_Actions requises_
(a) Répondez aux questions suivantes d'après le texte sur l'ubérisation :
(i) Où les paysans fabriquèrent-ils des montres dès le XVIIIe siècle ?
(ii) Quelle société américaine s'implanta en France dans les années 70 ?
(iii) Qui les concédants cherchaient-ils dans les années 80 ?
(b) Recopiez la liste de la ligne contenant « the owl's wing » jusqu'à la ligne contenant « [131,76,212,131] » incluse, demandes comprises. Décalez de 101 chaque coordonnée figurant dans les réponses.

_Extrait cité_
▼▼▼

Ubérisation : demain, tous précaires ?

En ce moment, Emmanuel Macron est dans la tourmente. Jouet des lobbys pour les uns, assassin du droit du travail pour d'autres... Ou bien créateur d'emplois du XXIe siècle, pour ses défenseurs.

Petit rappel historique : l'auto-entrepreunariat a toujours existé !

Autrefois, l'hiver, lorsque les champs étaient gelés et qu'il n'y avait rien à faire, les paysans se muaient en artisan. Le plus célèbre exemple, c'est dans le Doubs, où ils fabriquèrent des montres dès le XVIIIe siècle.
Dans les PME en campagne, presque tout le monde a deux revenus. Les plus jeunes participent aux vendanges ou à la récolte des noix. D'autres tiennent une table d'hôte. Certains restaurent des maisons pour les revendre. Il y a aussi ceux qui font les brocantes, etc. Les patrons ferment les yeux sur ces activités extra-professionnelles, qui débordent souvent sur le temps de travail... Et parfois, ils ont eux-même leur propre affaire !

Le premier tournant eu lieu dans les années 70, avec l'implantation de Tupperware, en France. La société Américaine recherchait des personnes inactives -des mères au foyer- à qui il proposait un contrat d'indépendant. Dans la foulée, on vit quantité d'objets vendues entre particulières : parfumerie, parapharmacie, produits de beauté, lingerie... J'ai assisté à une séance de recrutement. Les vendeuses potentielles étaient toutes des femmes exclues du marché du travail : chômeuses de longue durée, sans-papiers, retraitées... Elles cherchaient désespérément un revenu.
Dans les années 80, on vit arriver le pendant masculin : le téléconseiller (investissement, immobilier, informatique professionnelle...) Les concédants cherchaient des cadres au chômage.

▲▲▲

_Données fournies_
▼▼▼

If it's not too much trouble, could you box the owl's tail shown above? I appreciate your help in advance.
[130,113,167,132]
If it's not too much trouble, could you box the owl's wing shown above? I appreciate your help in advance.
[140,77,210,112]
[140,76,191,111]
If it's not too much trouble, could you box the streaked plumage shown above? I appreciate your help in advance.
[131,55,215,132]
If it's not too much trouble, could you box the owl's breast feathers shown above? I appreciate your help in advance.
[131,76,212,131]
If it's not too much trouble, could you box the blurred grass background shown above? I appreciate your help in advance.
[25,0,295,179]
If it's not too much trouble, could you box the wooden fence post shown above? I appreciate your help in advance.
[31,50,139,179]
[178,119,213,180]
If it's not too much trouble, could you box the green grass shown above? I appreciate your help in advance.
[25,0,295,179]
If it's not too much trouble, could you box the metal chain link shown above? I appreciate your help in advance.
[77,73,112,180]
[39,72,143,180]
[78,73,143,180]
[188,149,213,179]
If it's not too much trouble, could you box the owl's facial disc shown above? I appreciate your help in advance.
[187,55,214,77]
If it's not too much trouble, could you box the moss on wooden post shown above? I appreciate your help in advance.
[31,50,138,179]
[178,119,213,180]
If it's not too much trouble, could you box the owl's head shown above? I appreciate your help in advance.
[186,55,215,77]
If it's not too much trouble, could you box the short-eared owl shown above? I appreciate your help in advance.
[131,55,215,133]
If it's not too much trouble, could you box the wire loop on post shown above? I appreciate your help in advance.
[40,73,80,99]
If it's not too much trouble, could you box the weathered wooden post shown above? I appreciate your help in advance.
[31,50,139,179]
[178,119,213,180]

▲▲▲

_Résultats attendus_
(a)
(i) Dans le Doubs.
(ii) Tupperware.
(iii) Des cadres au chômage.

(b)
If it's not too much trouble, could you box the owl's wing shown above? I appreciate your help in advance.
[241,178,311,213]
[241,177,292,212]
If it's not too much trouble, could you box the streaked plumage shown above? I appreciate your help in advance.
[232,156,316,233]
If it's not too much trouble, could you box the owl's breast feathers shown above? I appreciate your help in advance.
[232,177,313,232]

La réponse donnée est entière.